(Data listing)
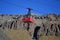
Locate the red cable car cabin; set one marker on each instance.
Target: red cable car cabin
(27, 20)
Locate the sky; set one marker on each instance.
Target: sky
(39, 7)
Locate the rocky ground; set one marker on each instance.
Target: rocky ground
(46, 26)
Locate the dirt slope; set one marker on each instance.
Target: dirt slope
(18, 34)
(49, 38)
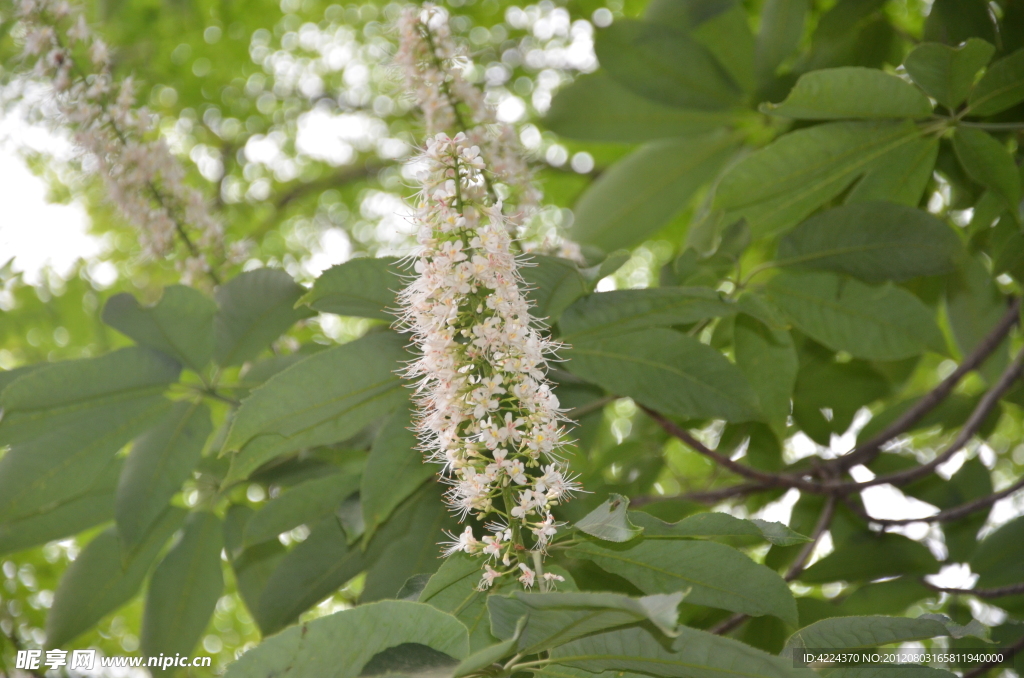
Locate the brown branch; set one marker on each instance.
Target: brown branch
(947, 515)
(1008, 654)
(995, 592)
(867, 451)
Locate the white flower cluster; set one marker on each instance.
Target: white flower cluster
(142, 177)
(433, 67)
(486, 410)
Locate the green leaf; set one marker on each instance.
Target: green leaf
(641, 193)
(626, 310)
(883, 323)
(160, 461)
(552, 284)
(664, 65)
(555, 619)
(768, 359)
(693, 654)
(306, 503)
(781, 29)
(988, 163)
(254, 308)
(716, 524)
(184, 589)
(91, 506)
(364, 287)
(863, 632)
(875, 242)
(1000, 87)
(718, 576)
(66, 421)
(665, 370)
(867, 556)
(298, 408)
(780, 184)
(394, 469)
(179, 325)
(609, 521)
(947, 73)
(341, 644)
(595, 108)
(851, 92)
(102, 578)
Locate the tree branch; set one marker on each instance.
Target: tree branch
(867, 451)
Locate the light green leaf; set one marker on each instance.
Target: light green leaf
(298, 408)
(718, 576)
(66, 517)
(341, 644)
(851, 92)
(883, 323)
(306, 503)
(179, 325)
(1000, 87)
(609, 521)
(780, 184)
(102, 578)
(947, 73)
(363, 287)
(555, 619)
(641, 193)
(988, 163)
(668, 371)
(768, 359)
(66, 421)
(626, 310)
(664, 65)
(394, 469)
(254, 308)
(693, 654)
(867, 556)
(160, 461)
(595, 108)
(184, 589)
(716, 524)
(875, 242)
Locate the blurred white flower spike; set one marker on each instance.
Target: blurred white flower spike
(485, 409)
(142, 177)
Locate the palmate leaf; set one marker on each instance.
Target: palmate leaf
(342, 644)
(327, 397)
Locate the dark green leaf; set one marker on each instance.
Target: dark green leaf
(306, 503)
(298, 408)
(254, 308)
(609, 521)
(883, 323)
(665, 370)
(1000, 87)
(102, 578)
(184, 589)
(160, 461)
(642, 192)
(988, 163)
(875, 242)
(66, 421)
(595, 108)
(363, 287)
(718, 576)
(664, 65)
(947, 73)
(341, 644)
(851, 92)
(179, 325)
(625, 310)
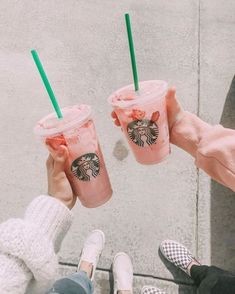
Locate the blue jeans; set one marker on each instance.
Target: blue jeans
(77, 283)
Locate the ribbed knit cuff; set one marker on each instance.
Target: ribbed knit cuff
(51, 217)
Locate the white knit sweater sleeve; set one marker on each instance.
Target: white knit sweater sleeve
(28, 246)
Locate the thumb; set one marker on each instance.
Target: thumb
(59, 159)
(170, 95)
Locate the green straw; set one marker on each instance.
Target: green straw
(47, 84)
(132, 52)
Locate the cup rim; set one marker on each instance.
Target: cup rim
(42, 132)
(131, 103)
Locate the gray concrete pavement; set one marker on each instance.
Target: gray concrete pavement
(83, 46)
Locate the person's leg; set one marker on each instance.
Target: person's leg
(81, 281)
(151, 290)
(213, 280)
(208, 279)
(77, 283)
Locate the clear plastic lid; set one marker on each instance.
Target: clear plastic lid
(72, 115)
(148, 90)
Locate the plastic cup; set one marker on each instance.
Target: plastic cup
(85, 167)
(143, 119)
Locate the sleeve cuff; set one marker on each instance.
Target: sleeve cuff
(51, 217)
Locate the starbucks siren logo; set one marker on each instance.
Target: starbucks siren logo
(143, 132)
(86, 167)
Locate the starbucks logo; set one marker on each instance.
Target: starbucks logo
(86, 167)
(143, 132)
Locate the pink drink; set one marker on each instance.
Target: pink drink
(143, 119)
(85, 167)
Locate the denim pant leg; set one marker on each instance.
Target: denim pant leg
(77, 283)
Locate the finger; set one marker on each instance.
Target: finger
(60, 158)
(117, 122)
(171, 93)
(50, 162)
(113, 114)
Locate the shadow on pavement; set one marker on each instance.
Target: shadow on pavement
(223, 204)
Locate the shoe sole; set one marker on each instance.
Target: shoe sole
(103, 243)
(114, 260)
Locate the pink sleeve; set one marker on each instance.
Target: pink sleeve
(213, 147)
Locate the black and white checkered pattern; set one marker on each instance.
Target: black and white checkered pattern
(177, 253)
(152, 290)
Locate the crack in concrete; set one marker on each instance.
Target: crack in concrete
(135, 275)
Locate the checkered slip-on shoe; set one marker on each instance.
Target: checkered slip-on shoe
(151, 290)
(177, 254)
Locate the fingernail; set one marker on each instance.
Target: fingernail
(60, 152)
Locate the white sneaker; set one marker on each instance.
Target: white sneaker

Challenge: Rescale the stretch of the records from the line containing "Locate the fingernail;" through the end of the records, both ends included, by restating every line with each answer coordinate multiplied by 0.85 and rounded to a whole number, halves up. Leave the requests and their wording unchanged.

Correct result:
Locate the fingernail; set one marker on each instance.
Target: fingernail
(51, 129)
Locate the white sneaker; set one marker on each instance.
Target: white sneaker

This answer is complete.